What you will do. Exclude the images and transcribe the entries below precisely.

Data extracts.
*-*-*
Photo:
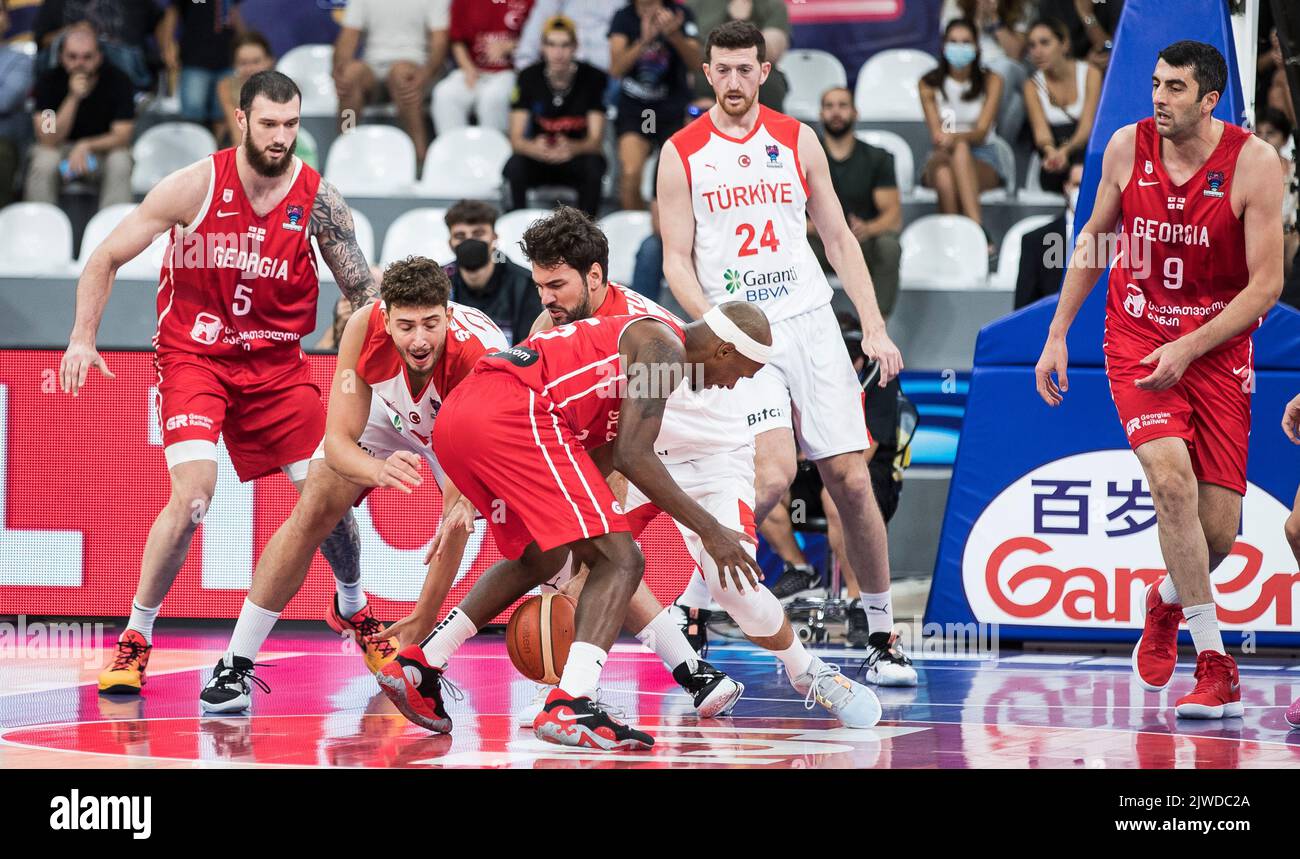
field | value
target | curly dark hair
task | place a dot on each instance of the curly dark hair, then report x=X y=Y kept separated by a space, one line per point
x=415 y=281
x=567 y=237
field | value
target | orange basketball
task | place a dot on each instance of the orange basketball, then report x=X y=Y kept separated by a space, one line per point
x=538 y=637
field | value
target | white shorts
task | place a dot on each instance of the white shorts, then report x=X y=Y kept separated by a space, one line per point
x=810 y=387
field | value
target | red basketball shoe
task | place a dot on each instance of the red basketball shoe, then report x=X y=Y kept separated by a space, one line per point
x=1156 y=653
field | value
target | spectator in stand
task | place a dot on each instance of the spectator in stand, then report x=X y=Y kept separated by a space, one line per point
x=482 y=44
x=124 y=27
x=654 y=44
x=960 y=100
x=484 y=280
x=1002 y=27
x=768 y=16
x=250 y=53
x=1045 y=251
x=406 y=47
x=590 y=18
x=865 y=181
x=14 y=86
x=202 y=56
x=83 y=121
x=1062 y=102
x=557 y=122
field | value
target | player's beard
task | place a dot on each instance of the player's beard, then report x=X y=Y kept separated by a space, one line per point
x=265 y=166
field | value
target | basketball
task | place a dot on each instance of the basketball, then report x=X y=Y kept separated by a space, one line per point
x=538 y=637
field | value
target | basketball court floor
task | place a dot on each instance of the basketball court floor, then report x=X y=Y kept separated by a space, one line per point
x=1023 y=710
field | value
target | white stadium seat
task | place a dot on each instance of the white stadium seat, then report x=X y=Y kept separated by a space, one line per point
x=466 y=163
x=1009 y=259
x=168 y=147
x=944 y=252
x=510 y=230
x=35 y=238
x=625 y=231
x=312 y=69
x=364 y=239
x=372 y=160
x=905 y=166
x=417 y=233
x=887 y=85
x=810 y=74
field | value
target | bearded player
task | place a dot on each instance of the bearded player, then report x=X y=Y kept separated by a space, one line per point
x=741 y=182
x=707 y=448
x=397 y=361
x=562 y=402
x=1199 y=204
x=237 y=293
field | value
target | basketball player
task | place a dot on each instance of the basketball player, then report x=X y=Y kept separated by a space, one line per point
x=564 y=400
x=741 y=182
x=1199 y=204
x=237 y=294
x=397 y=361
x=707 y=450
*-*-*
Result of this exercise.
Photo:
field | value
target | curly dark hair
task | place a dot on each instance of the curly dark hair, then report x=X y=Y kept separated by a space, one line per point
x=415 y=281
x=567 y=237
field | value
target | orange basketball
task | place a dot on each instance of the orange basketball, then report x=X y=Y kept separated by a space, one line per point
x=538 y=637
field | value
target | white shorts
task | place a dot on each instance of the white shorts, then report x=X y=Y kept separated by a space, one line per point
x=810 y=387
field | value
target | red basketball shoe
task | place a dot on each instance of the red basketball shoe, then report x=X y=Y kept separated by a space, one line per point
x=1156 y=653
field | value
target | spectator in stand
task | place a dot on each instance of the spectator in stand, then report x=X y=Y kept separated by a space, one line per point
x=482 y=44
x=124 y=27
x=654 y=44
x=960 y=100
x=484 y=280
x=1002 y=27
x=768 y=16
x=250 y=53
x=1045 y=251
x=406 y=47
x=590 y=18
x=865 y=181
x=14 y=86
x=202 y=56
x=83 y=121
x=1062 y=102
x=557 y=122
field | value
target | player's beard
task | place a dot on each instance of the player's beard, then report x=X y=Y kept separated by a space, one line per point
x=265 y=166
field | value
target | basketball
task | place a dot on each instance of the basketball, then report x=X y=Y kept separated by a space, one line per point
x=538 y=637
field | value
target | basketball court floor
task | place a dot on each instance of the basketball court floor, then report x=X y=Y kept separated by a space, one line per point
x=1023 y=710
field | value
target | white stadium seat
task | place a dot on each instance of the white stadium seat, then report x=X y=Y kept separated by a space, one line per point
x=466 y=163
x=1009 y=259
x=168 y=147
x=944 y=252
x=510 y=230
x=35 y=238
x=625 y=231
x=312 y=69
x=364 y=239
x=372 y=160
x=905 y=166
x=417 y=233
x=887 y=85
x=810 y=74
field | value
target | bearded player
task | place a dot on each instance of the bearded player, then report x=X y=Y kept separated by a space, one line per point
x=741 y=182
x=707 y=448
x=397 y=361
x=562 y=402
x=1199 y=204
x=237 y=293
field | value
target | basketball player
task | place a dot on each instance of the basketball player, then report x=X y=Y kept separated by a space, one line per point
x=564 y=400
x=741 y=182
x=1199 y=204
x=237 y=294
x=397 y=361
x=707 y=450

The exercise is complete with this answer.